_Consigne_
Recopiez le passage du texte sur l'immigration temporaire au Canada compris entre « Au Québec, la » et « dans la province. », bornes incluses.

_Texte à lire_
Le nombre d’immigrants temporaires a explosé au Canada dans la dernière année pour atteindre 2,2 millions, a dévoilé Statistique Canada mercredi. Une hausse de 46 % en un an, la plus importante jamais enregistrée.
Au Québec, la population de résidents non permanents a également augmenté de près de 46% et se chiffre désormais à 470 000 personnes. La ministre de l’Immigration du gouvernement Legault, Christine Fréchette, demande conséquemment à Ottawa de revoir ses seuils d’immigration, alors que le gouvernement fédéral souhaite admettre 500 000 immigrants permanents par année dès 2025. Tous les partis représentés à l’Assemblée nationale ont également émis jeudi des réserves quant au nombre d’immigrants temporaires accueillis dans la province.
«Je trouve que ça mérite une réflexion et une prise de conscience […]», a déclaré la ministre Fréchette en point de presse mercredi. «Ce sont les villes, ce sont les provinces qui accueillent et qui accompagnent ces personnes. Il faut que le gouvernement canadien prenne ça en considération».

_Enregistrements fournis_
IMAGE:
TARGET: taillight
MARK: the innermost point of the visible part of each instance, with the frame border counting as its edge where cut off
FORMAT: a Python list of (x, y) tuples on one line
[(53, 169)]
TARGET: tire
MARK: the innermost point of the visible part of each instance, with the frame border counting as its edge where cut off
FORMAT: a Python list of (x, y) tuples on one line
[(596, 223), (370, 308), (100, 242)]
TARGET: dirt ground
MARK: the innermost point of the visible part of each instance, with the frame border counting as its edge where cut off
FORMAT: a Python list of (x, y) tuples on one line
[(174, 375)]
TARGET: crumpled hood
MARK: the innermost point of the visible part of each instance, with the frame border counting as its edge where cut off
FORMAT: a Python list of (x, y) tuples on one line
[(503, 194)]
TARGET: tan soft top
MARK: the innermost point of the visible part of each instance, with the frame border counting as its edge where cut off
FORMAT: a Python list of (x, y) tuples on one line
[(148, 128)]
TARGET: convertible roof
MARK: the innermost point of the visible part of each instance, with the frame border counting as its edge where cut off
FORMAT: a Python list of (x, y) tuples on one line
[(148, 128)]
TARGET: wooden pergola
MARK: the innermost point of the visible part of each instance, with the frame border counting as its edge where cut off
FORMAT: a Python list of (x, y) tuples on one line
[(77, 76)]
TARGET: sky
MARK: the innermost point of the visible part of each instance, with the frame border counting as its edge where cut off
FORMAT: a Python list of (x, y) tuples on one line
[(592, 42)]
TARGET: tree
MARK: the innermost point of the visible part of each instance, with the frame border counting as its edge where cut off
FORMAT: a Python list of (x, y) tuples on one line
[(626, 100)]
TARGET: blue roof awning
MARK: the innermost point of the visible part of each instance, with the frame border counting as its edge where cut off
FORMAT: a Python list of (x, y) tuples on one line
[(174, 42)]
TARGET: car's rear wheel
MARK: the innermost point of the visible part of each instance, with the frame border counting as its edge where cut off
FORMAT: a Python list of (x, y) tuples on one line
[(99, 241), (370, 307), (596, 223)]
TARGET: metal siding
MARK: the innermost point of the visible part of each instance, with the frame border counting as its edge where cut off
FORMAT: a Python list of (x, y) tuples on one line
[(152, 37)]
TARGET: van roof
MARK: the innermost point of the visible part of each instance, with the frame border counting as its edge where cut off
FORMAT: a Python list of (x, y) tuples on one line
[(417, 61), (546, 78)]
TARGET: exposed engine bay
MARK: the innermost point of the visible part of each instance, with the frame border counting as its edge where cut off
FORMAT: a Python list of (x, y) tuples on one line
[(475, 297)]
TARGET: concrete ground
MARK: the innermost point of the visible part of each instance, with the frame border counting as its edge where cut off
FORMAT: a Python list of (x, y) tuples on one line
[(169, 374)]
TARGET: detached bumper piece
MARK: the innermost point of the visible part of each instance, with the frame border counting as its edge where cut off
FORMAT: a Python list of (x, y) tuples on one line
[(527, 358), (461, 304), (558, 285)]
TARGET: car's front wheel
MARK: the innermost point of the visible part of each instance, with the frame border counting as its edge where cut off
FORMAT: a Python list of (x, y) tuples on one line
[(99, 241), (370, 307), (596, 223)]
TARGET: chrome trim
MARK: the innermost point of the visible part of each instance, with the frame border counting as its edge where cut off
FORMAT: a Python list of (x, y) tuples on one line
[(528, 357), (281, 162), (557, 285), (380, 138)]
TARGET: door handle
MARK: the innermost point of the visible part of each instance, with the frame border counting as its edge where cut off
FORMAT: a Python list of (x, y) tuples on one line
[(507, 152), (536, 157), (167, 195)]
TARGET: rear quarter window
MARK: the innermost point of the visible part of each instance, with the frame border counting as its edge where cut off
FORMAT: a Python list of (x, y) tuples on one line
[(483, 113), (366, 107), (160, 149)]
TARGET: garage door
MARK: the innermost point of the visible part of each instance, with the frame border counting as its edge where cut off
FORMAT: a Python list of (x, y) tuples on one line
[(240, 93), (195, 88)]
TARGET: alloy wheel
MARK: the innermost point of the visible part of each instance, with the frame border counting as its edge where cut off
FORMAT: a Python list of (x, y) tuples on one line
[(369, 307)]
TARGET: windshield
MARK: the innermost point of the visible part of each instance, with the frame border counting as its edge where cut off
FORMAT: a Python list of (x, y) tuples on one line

_Réponse attendue_
Au Québec, la population de résidents non permanents a également augmenté de près de 46% et se chiffre désormais à 470 000 personnes. La ministre de l’Immigration du gouvernement Legault, Christine Fréchette, demande conséquemment à Ottawa de revoir ses seuils d’immigration, alors que le gouvernement fédéral souhaite admettre 500 000 immigrants permanents par année dès 2025. Tous les partis représentés à l’Assemblée nationale ont également émis jeudi des réserves quant au nombre d’immigrants temporaires accueillis dans la province.